Activity
Please give the number of lines in the records below where the word "grey" occurs, and nothing else.

++++ Extracted records ++++

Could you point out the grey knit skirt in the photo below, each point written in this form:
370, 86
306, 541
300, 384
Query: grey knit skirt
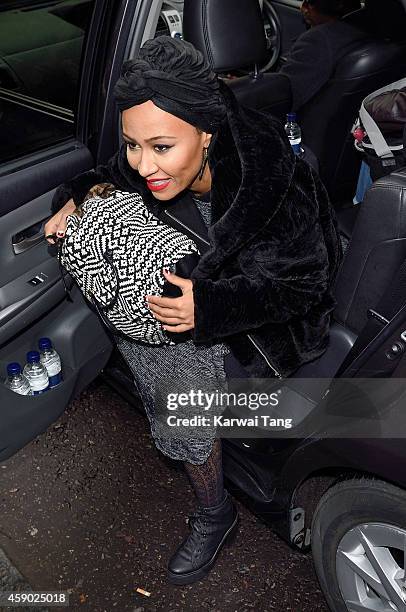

++++

Written reply
2